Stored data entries

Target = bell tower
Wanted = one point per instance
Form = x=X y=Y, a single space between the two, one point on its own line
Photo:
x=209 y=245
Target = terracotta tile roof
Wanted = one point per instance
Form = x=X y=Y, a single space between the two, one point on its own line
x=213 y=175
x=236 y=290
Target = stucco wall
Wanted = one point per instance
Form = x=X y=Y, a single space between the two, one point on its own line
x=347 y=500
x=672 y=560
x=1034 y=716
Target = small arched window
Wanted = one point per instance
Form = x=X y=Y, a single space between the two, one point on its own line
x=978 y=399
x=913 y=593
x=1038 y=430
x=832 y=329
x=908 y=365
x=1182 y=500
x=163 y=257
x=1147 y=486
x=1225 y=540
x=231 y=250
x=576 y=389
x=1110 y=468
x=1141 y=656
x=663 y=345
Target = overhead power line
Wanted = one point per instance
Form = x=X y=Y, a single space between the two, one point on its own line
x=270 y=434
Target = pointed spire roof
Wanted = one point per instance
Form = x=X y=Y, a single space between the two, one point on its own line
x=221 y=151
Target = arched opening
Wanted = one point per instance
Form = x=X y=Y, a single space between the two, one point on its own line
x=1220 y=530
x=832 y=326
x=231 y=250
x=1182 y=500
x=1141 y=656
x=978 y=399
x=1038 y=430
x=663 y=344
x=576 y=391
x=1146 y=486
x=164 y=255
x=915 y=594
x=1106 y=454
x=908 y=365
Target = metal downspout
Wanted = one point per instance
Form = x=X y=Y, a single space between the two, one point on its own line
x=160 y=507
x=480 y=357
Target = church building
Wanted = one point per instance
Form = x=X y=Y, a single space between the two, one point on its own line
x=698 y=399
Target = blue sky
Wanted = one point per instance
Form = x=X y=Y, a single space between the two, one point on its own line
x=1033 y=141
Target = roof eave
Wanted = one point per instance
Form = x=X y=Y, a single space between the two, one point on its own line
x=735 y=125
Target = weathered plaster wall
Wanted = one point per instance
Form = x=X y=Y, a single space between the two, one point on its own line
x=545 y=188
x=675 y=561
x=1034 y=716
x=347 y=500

**EXERCISE PROMPT:** Reply by returning the full set of records above exactly.

**TASK SOLUTION:**
Target = bell tower
Wanted = one point per instance
Form = x=X y=Y, a single space between the two, one point on its own line
Photo:
x=209 y=245
Target = terracotta tile roof
Wanted = one point per instance
Form = x=X y=Y, a single space between the two, one point on its own line
x=213 y=175
x=236 y=290
Target = stucco wall
Wanted = one point per instance
Form = x=X y=Y, a single space between the two, one point on its own line
x=347 y=500
x=672 y=560
x=1034 y=716
Target = small arched window
Wanted = one point per instance
Form = x=X y=Y, a single space between the two, one point on its own line
x=978 y=399
x=913 y=593
x=1038 y=430
x=832 y=329
x=908 y=365
x=1182 y=500
x=163 y=257
x=1147 y=486
x=1225 y=540
x=231 y=250
x=576 y=389
x=1110 y=468
x=1141 y=656
x=663 y=345
Target = overhead power line
Wanted = one point per instance
Form = x=X y=Y, a single space between the two, one point on its own line
x=270 y=434
Target = pointed spire roof
Wanted = one point per instance
Form = x=X y=Y, a single space between the two, one point on its own line
x=221 y=151
Target = arched opening
Wanted = one point per instance
Form = x=X y=Y, a single space between the two, one point on its own line
x=1220 y=530
x=832 y=326
x=231 y=250
x=1182 y=500
x=1141 y=656
x=978 y=399
x=1038 y=430
x=663 y=344
x=576 y=391
x=1146 y=486
x=164 y=255
x=915 y=594
x=1106 y=454
x=908 y=365
Target = metal downspout
Wanted = one point per instance
Form = x=X y=Y, a single space between the two, one point on its own line
x=160 y=507
x=480 y=357
Target = church building
Wanted = one point per instance
Form = x=X y=Y, a single space between the two, one point on its own line
x=698 y=399
Target = blue sky
Wanted = one point per instance
Form = x=X y=Y, a single space between the two, one point on its own line
x=1033 y=141
Target = roof eave
Wanted = one point per instance
Form = x=X y=Y, a single space between the two, one point on its own line
x=735 y=125
Target = weathered plaster wall
Wanted = one point per instance
Form = x=X y=Y, a single space between the two, one point on its own line
x=545 y=188
x=675 y=561
x=1034 y=716
x=347 y=500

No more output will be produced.